Copy out the rows from the line containing "Query: door frame" through the end of the rows, leaving the requests and their format samples untouched. Scale every x and y coordinate in the answers by 1.5, rounding to whole numbers with halves going up.

--*--

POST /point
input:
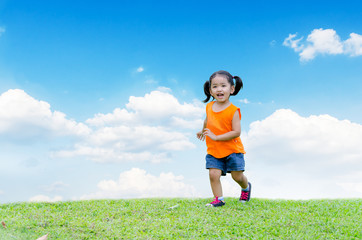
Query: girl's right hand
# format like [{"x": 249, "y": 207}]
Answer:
[{"x": 200, "y": 135}]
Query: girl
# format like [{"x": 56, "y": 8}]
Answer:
[{"x": 225, "y": 151}]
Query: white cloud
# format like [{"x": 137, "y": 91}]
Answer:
[
  {"x": 43, "y": 198},
  {"x": 324, "y": 41},
  {"x": 150, "y": 128},
  {"x": 291, "y": 156},
  {"x": 23, "y": 117},
  {"x": 156, "y": 106},
  {"x": 137, "y": 183},
  {"x": 112, "y": 155}
]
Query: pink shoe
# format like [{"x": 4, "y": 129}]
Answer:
[
  {"x": 216, "y": 203},
  {"x": 245, "y": 195}
]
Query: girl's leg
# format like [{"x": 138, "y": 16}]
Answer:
[
  {"x": 240, "y": 178},
  {"x": 215, "y": 182}
]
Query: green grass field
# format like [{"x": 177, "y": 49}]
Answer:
[{"x": 183, "y": 218}]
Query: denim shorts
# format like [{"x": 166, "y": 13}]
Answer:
[{"x": 233, "y": 162}]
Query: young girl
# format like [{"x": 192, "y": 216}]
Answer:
[{"x": 225, "y": 151}]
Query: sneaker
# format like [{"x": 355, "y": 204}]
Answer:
[
  {"x": 216, "y": 203},
  {"x": 245, "y": 195}
]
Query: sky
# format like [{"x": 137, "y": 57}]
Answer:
[{"x": 103, "y": 99}]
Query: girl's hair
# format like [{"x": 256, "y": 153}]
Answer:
[{"x": 238, "y": 83}]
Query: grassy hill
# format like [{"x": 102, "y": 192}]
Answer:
[{"x": 183, "y": 218}]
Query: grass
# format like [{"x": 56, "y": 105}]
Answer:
[{"x": 183, "y": 218}]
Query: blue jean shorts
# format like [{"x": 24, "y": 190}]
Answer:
[{"x": 233, "y": 162}]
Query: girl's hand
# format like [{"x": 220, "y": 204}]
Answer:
[
  {"x": 210, "y": 134},
  {"x": 200, "y": 136}
]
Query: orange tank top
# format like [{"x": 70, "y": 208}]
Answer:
[{"x": 220, "y": 123}]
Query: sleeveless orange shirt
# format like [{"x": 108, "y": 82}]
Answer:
[{"x": 220, "y": 123}]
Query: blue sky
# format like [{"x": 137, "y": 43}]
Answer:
[{"x": 100, "y": 99}]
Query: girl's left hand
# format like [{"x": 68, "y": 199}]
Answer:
[{"x": 210, "y": 134}]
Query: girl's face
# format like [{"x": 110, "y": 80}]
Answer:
[{"x": 221, "y": 89}]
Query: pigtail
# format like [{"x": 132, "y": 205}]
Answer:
[
  {"x": 207, "y": 91},
  {"x": 238, "y": 85}
]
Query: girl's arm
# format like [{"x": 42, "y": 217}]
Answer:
[
  {"x": 234, "y": 133},
  {"x": 200, "y": 135}
]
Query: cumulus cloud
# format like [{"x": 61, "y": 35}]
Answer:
[
  {"x": 291, "y": 156},
  {"x": 55, "y": 187},
  {"x": 137, "y": 183},
  {"x": 150, "y": 128},
  {"x": 325, "y": 42},
  {"x": 155, "y": 106},
  {"x": 23, "y": 117},
  {"x": 43, "y": 198}
]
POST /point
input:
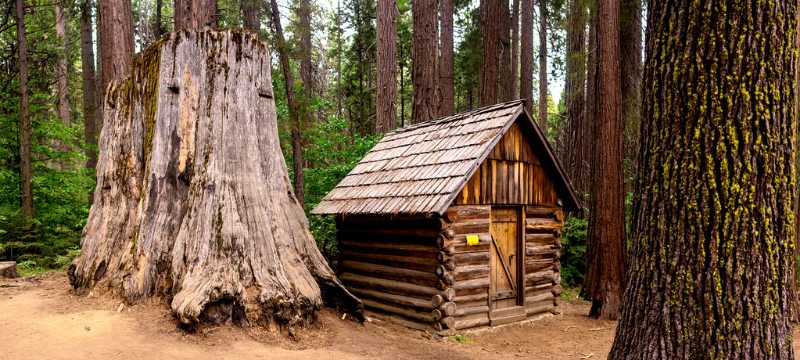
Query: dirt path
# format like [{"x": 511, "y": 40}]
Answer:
[{"x": 41, "y": 319}]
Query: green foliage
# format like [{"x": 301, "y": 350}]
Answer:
[
  {"x": 60, "y": 183},
  {"x": 573, "y": 251},
  {"x": 333, "y": 154}
]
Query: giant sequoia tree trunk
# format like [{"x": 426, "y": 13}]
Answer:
[
  {"x": 713, "y": 228},
  {"x": 90, "y": 102},
  {"x": 193, "y": 201},
  {"x": 630, "y": 43}
]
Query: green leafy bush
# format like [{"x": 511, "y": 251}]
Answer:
[{"x": 61, "y": 186}]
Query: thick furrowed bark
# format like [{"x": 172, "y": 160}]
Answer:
[
  {"x": 713, "y": 230},
  {"x": 193, "y": 200}
]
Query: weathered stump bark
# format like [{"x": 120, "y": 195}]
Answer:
[
  {"x": 193, "y": 200},
  {"x": 8, "y": 269}
]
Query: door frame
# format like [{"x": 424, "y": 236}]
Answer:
[{"x": 520, "y": 252}]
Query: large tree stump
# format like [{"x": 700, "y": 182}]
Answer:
[{"x": 193, "y": 200}]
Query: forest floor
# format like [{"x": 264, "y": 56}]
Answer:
[{"x": 40, "y": 318}]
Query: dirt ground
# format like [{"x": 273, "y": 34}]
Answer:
[{"x": 41, "y": 319}]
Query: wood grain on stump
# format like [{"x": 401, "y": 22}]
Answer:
[
  {"x": 8, "y": 269},
  {"x": 193, "y": 201}
]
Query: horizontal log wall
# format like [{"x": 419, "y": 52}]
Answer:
[
  {"x": 543, "y": 227},
  {"x": 392, "y": 265},
  {"x": 471, "y": 263}
]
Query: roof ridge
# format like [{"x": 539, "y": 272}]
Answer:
[{"x": 458, "y": 116}]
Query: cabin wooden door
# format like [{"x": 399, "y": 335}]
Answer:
[{"x": 504, "y": 284}]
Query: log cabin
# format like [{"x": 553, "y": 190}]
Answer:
[{"x": 455, "y": 223}]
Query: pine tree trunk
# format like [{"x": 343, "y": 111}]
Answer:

--*--

REPLY TO THE EXERCISE:
Query: door frame
# format like [{"x": 424, "y": 236}]
Answer:
[{"x": 780, "y": 378}]
Query: large tree stump
# format like [{"x": 700, "y": 182}]
Answer:
[{"x": 290, "y": 300}]
Query: forest floor
# format like [{"x": 264, "y": 56}]
Answer:
[{"x": 60, "y": 477}]
Query: dirt ground
# format like [{"x": 273, "y": 34}]
Answer:
[{"x": 62, "y": 479}]
Query: wood grain on stump
# format like [{"x": 401, "y": 22}]
Answer:
[
  {"x": 12, "y": 404},
  {"x": 290, "y": 302}
]
Query: horizontal log wall
# format like [{"x": 419, "y": 52}]
Answer:
[
  {"x": 815, "y": 341},
  {"x": 588, "y": 398},
  {"x": 707, "y": 395}
]
Query: roof ridge
# format like [{"x": 539, "y": 272}]
Answer:
[{"x": 687, "y": 174}]
Query: cabin wooden door
# format like [{"x": 399, "y": 335}]
Answer:
[{"x": 756, "y": 426}]
Query: log cabin
# format like [{"x": 553, "y": 190}]
Answer:
[{"x": 683, "y": 335}]
Query: pine tree trunk
# format like [{"x": 343, "y": 111}]
Answer:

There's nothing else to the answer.